Each line below from the one containing "Put a marker on each instance of the ceiling fan blade" through the one containing "Put a marker on each instance of the window" is to be given again exactly, and no line outside that span.
+++
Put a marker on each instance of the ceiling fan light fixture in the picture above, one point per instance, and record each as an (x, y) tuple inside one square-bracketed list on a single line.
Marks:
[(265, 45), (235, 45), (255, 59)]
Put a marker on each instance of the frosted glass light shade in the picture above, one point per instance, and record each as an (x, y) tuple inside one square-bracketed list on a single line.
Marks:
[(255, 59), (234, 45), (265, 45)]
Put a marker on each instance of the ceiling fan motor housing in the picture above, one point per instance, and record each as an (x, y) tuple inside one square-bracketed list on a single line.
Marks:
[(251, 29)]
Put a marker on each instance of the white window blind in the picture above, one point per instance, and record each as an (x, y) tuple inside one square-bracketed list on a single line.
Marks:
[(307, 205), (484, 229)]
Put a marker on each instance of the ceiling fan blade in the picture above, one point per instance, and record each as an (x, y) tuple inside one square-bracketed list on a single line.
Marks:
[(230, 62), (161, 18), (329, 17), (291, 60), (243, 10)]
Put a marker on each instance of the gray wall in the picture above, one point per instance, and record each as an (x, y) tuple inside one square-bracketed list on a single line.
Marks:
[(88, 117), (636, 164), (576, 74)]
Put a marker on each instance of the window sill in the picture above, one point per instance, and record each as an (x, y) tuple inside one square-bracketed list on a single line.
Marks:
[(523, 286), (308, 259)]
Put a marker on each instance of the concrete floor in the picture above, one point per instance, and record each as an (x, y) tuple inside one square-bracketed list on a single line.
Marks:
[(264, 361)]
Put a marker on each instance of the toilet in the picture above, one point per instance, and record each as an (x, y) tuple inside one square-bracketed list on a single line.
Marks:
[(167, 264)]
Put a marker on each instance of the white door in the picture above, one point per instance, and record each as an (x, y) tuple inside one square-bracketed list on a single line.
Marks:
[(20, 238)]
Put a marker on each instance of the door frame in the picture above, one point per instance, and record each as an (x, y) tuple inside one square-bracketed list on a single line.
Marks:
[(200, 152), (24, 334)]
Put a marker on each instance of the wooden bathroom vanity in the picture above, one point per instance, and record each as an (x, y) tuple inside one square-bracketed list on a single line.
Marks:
+++
▸ **Expected answer**
Put a marker on each instance of the ceiling fan blade in the picture above, one point per instance, and record each as an (x, y) tuple inside one square-bracketed list on a single line.
Marks:
[(230, 62), (161, 18), (329, 17), (291, 60), (243, 10)]
Put a marker on each instance of the gray wall in the picture above, one point per instance, and record each as an (x, y) tuple inside one square-bracketed list on a single line.
Marks:
[(88, 117), (636, 164), (576, 74)]
Put a marker on each instance of the window sill in the picture above, one point per instance, and record each as an (x, y) tuple inside one square-bracketed list on a single line.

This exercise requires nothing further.